> [Records provided]:
BEGIN

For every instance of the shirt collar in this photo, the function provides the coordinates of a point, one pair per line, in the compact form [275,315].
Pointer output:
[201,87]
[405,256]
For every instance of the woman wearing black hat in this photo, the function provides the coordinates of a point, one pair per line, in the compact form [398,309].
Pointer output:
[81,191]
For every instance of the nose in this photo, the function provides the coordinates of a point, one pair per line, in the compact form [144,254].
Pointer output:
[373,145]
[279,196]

END
BEGIN

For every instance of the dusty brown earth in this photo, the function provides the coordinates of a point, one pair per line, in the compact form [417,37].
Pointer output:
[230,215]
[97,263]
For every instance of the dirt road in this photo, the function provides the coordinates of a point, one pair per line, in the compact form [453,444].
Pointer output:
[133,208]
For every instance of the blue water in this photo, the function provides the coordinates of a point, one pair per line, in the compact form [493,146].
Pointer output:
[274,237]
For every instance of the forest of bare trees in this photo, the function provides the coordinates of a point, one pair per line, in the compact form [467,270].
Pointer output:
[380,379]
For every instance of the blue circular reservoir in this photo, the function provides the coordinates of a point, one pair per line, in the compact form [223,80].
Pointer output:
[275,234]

END
BEGIN

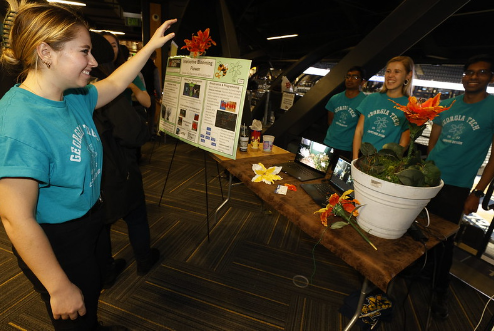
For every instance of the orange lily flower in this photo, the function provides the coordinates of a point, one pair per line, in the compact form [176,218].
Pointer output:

END

> [Exercise instructions]: Pick out every line in the entries that contains the word "provides", matching case exactly, and copy each such line.

> [Solution below]:
For every instance of the shirt collar in this photo, the function provides the coordinates of a point, one pair per line, in the compact form [275,315].
For every instance of the woman wearing black hat in this photo, the function provides the coordinates of a point, one pair per line, in the compact form [398,309].
For every instance of the nose in this photo, the function provides the coordinates of a point, one pair per line, in the compact form [144,254].
For every instance of the dusty brown earth in this photo, the function provides the coordinates of a point, one pair per line, in the compact form [417,37].
For every instance of the dirt road in this photo, the function provides the coordinates of a point, one pair per line, in the compact form [453,444].
For every instance of the blue water in this photo, the function provides the coordinates of a point, one pair per line, in the compact form [493,146].
For every instance of the forest of bare trees in this photo, the function provides the coordinates of a point, one pair per line, in the compact form [467,270].
For every instance of the blue circular reservoir in this photo, the function provides the coordinates of a point, one pair per line, in the compact form [223,80].
For every instance of the orange lily flower in this photo, the function provides the coordinates of a point, one pair per line, in the compact form [176,218].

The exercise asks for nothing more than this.